Your objective - The entries below contain a line with "positive clicks: (29, 38) (33, 39) (37, 39)" and a line with "positive clicks: (97, 57)". Quote exactly those two lines and all lines between them.

####

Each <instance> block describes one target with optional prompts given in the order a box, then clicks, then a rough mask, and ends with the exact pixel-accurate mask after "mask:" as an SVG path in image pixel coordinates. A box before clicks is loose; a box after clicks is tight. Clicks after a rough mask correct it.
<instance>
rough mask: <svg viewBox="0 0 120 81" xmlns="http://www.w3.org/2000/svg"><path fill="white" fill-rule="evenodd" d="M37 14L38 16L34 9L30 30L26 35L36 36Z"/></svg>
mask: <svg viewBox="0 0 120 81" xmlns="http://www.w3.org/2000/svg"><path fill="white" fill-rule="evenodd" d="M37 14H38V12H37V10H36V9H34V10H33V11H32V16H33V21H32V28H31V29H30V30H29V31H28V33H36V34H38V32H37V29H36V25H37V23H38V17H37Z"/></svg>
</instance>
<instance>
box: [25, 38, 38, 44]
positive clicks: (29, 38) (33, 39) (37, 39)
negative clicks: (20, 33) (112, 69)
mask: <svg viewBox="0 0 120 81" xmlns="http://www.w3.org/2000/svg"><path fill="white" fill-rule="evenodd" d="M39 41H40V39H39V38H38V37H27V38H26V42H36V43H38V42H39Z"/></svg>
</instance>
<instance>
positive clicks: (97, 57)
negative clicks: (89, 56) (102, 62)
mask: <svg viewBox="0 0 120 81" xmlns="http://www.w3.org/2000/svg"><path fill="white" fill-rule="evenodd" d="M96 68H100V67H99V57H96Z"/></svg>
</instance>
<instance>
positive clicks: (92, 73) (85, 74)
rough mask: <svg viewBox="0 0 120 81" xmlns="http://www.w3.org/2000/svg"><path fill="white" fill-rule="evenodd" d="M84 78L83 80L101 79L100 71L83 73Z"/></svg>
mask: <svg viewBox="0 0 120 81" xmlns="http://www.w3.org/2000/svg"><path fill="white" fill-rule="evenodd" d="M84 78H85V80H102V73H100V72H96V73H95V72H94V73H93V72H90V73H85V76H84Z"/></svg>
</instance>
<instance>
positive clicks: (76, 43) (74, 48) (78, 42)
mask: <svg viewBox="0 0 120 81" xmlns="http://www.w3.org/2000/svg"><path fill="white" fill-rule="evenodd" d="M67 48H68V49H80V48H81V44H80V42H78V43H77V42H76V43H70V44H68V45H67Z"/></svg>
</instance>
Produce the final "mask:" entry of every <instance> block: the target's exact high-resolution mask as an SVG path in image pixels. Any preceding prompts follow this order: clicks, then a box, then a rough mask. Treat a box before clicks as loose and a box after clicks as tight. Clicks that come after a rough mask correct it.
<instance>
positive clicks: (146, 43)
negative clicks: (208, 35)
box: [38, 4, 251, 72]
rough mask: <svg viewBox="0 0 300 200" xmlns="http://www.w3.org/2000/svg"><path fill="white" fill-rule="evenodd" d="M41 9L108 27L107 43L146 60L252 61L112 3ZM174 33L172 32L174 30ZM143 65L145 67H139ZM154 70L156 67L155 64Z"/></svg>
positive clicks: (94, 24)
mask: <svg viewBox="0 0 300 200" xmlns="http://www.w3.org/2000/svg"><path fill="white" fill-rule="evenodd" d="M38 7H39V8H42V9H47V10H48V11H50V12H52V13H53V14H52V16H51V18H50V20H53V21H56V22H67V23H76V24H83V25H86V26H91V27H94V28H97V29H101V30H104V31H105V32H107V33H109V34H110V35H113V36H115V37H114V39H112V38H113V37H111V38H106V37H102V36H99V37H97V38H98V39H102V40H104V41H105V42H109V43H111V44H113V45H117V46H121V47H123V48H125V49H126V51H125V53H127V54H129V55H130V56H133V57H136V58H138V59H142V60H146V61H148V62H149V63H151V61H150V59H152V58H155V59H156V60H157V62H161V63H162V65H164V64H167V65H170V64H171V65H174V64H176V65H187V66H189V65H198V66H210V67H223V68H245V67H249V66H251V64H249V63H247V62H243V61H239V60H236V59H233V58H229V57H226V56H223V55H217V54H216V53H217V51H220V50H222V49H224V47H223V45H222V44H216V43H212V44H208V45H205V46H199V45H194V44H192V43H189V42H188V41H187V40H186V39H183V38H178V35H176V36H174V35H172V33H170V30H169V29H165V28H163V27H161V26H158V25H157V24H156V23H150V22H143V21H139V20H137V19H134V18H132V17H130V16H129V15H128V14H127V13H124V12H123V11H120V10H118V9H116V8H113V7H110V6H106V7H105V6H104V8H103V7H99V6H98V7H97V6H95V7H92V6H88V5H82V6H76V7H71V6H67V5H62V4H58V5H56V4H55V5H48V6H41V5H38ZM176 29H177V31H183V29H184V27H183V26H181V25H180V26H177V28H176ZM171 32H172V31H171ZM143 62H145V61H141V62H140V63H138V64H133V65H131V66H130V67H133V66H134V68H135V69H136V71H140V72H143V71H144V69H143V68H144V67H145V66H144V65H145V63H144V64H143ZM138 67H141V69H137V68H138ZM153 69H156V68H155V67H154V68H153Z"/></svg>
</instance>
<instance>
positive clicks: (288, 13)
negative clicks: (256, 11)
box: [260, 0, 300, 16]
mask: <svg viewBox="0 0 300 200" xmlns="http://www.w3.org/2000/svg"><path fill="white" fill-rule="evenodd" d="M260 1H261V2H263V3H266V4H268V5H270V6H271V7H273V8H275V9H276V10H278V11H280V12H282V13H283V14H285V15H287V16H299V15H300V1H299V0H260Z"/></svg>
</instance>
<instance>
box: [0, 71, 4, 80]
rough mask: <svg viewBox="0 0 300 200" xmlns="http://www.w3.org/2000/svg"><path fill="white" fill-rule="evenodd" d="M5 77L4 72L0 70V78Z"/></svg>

####

The completed task -
positive clicks: (29, 38) (33, 39) (37, 39)
negative clicks: (20, 33) (112, 69)
mask: <svg viewBox="0 0 120 81" xmlns="http://www.w3.org/2000/svg"><path fill="white" fill-rule="evenodd" d="M39 41H40V39H39V38H38V37H27V38H26V42H36V43H38V42H39Z"/></svg>
</instance>
<instance>
positive clicks: (97, 57)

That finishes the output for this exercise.